• Your objective:
Transcribe the obituary below in full, keeping every word, line, and punctuation mark unchanged.

• Reading text:
↓
- Date Of Birth: February 27, 1946
- Date Of Death: December 5, 2011
- State: New Mexico
OGDEN, Toy Jean (nee Flores), 64, of Deming died suddenly and unexpectedly of an aneurism or massive heart attack at her home on December 5, 2011.
Toy was born in Phoenix, AZ and raised in East Los Angeles, graduating with honors from Roosevelt High School where she had been a very popular student appreciated for her sincere, universal kindness and generosity.
She grew up poor, but not lacking in love and family. As a younger child she was sometimes taunted by neighborhood children for her mixed Chinese and Mexican heritage. Despite this, Toy grew into a graceful and striking beauty with a keen mind and forgiving disposition. Toy had a driving curiosity about the world around her and the people in it. She was blessed with a resilient spirit that allowed her to forget and forgive, and instead to look forward to what was beautiful and true.
Although kindness came to her by nature, her mother and grandmother’s loving
parenting taught Toy Jean the values upon which she made her own philosophy raising her own children.
↑
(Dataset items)
↓
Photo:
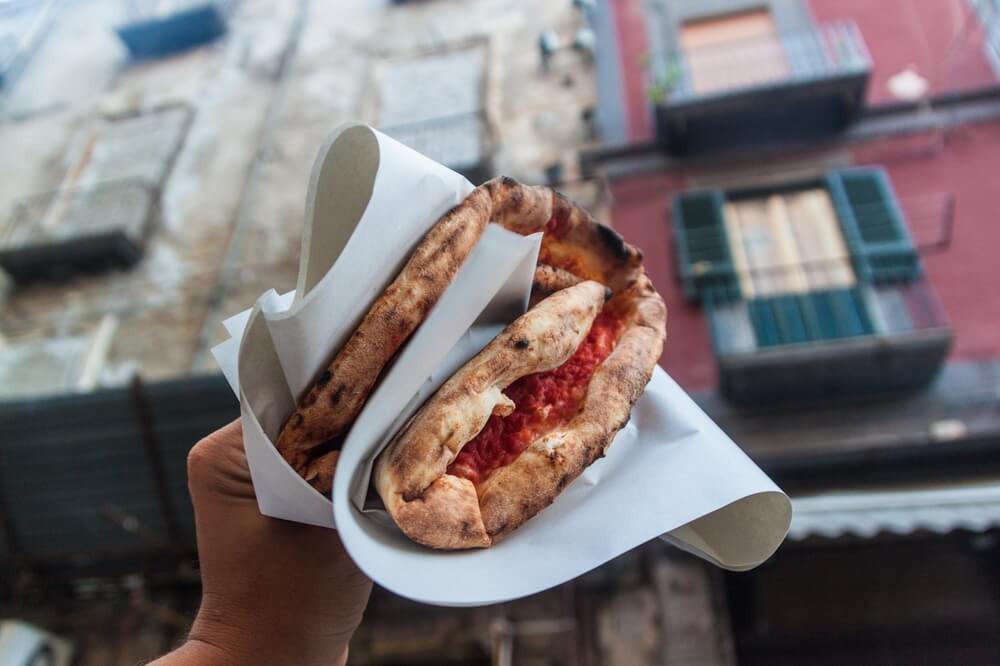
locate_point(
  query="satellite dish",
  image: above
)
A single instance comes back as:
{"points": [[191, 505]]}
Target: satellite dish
{"points": [[908, 86]]}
↑
• Answer:
- Date Of Birth: February 27, 1946
- Date Of Death: December 5, 2011
- State: New Mexico
OGDEN, Toy Jean (nee Flores), 64, of Deming died suddenly and unexpectedly of an aneurism or massive heart attack at her home on December 5, 2011.
Toy was born in Phoenix, AZ and raised in East Los Angeles, graduating with honors from Roosevelt High School where she had been a very popular student appreciated for her sincere, universal kindness and generosity.
She grew up poor, but not lacking in love and family. As a younger child she was sometimes taunted by neighborhood children for her mixed Chinese and Mexican heritage. Despite this, Toy grew into a graceful and striking beauty with a keen mind and forgiving disposition. Toy had a driving curiosity about the world around her and the people in it. She was blessed with a resilient spirit that allowed her to forget and forgive, and instead to look forward to what was beautiful and true.
Although kindness came to her by nature, her mother and grandmother’s loving
parenting taught Toy Jean the values upon which she made her own philosophy raising her own children.